Provided text —
** Start **

2013-10-24



I waited and waited for the big art revolution to happen at the end of the 20th century, just as it had exploded in France at the close of the 19th century with Paul Cézanne’s Post-Impressionism and, soon after the turn, with Pablo Picasso’s Cubism and Marcel Duchamp’s proto-Conceptualism, all of which emerged within a couple of decades of one another. The notion of a fin de siècle is supposed to embody an intense period of cultural regeneration and vibrancy – think of Gustav Klimt in Vienna, Oscar Wilde in London and of similar figures in Berlin, Budapest and New York. Any such literary, artistic, philosophical and aesthetic upheaval typically follows years of relative stagnation, cynicism and pessimism in those fields.

So the year 1999 came and went, or as Prince sang, “2000 zero zero party over, oops! Out of time!” And yet the stagnation, cynicism and pessimism remained. In fact, the millennium was eerily quiet.

There was no new movement in art, no literary heroes and no genre-defying albums on the horizon, just a giant dome in the Docklands and a not-so New Labour government. There was no Tiananmen Square, no Vietnam, seemingly nothing to protest, nothing to write home about and nothing to shape the next century.

** End **

Rows from a dataset —
** Start **

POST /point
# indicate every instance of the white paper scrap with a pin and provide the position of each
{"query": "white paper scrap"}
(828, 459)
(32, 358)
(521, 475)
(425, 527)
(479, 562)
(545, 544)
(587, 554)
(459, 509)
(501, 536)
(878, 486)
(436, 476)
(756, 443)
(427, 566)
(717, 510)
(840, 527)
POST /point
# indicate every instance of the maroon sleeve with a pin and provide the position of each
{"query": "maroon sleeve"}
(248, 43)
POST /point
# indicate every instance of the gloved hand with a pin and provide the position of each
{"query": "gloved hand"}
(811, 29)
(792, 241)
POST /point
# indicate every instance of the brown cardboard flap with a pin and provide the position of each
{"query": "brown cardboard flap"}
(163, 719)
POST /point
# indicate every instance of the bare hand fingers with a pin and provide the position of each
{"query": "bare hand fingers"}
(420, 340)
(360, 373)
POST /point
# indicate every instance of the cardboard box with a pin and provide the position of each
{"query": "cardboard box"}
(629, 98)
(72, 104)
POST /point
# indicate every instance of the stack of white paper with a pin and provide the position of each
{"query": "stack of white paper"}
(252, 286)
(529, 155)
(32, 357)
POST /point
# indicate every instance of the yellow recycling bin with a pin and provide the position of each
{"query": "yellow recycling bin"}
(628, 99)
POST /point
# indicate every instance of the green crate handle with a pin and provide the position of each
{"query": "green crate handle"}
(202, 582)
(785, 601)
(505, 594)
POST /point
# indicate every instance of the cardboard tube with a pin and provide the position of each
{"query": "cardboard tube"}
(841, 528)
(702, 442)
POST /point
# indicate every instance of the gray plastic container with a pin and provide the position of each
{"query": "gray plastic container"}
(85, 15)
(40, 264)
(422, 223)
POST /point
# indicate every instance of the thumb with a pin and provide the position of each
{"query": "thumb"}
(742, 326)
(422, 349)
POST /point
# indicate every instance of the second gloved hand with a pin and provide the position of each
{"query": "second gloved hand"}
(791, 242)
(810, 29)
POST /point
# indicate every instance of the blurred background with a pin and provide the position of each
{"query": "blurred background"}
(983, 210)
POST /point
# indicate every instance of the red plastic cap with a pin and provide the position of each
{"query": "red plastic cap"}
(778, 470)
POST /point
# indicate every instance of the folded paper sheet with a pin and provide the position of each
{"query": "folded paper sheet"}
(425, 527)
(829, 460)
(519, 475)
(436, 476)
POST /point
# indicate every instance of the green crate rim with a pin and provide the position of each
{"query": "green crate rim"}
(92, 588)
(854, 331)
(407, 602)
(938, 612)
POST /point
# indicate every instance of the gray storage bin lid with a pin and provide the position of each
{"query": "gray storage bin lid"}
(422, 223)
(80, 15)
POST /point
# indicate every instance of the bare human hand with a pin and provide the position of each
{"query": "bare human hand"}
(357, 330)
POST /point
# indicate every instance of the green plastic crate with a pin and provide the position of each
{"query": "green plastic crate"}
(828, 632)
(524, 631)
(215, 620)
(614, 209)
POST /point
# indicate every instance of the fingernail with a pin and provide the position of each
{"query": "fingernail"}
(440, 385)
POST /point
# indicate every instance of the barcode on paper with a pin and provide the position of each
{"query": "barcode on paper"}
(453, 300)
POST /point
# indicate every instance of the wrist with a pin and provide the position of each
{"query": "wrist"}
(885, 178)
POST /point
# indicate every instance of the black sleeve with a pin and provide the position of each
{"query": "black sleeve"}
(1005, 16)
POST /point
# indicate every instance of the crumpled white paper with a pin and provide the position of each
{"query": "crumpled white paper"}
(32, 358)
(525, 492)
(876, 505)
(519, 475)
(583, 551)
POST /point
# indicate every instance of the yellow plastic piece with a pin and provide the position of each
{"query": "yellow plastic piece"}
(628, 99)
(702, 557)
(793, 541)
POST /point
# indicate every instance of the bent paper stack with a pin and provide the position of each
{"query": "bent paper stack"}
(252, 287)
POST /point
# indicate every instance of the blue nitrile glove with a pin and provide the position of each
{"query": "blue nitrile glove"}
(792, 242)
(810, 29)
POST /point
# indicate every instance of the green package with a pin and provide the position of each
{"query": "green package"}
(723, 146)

** End **

Exercise tasks —
(a) In the essay about the missing art revolution at the end of the 20th century, whose Cubism is said to have emerged soon after the turn of the century?
(b) Carry on the essay about the missing art revolution at the end of the 20th century, picking up after its final sentence.

Exercise answers —
(a) Pablo Picasso's.

(b)
All we were preoccupied with was whether the Millennium Bug would catastrophically reset all of our computer’s date and time settings. The decade would become known as “the noughties”, for goodness’ sake: that’s hardly a ringing endorsement of an intellectual atmosphere conducive to serious thought or societal advancement.

Digital

And yet, it was the impact of the digital age (despite the initial shrug of the Millennium Bug) that would come to define that early era of the 21st century. Art was not immune from this epochal shift and while you might not associate the early burst of internet art with any real revolution – given that the original so-called “net.art” phenomenon had arguably ended in 2000, when it was included in the Whitney Biennial and so effectively institutionalised and somehow neutered – the seeds of that movement would nevertheless grow swiftly and begin to colonise the wider art world.

The signs were subtle at first. A Brooklyn-based hacker and musician named Cory Arcangel decided to split open and amend an old Nintendo cartridge, and reduce the classic platform game Super Mario Bros. to nothing but a serene projection in which only a few lonely pixelated white clouds wandered across an 8-bit, blue sky (for a work entitled Super Mario Clouds, 2002). He then “modded” other arcade machines so that Tetris moved at treacle speeds, and that the computer-controlled player of sports games could never score a slam-dunk or register a strike at ten-pin bowling. It wasn’t that the games themselves would crash (as it was in the good old days with first-generation consoles) so much as Arcangel had managed to embed that feeling of existential disappointment, with technology and with life, into the very lines of code themselves.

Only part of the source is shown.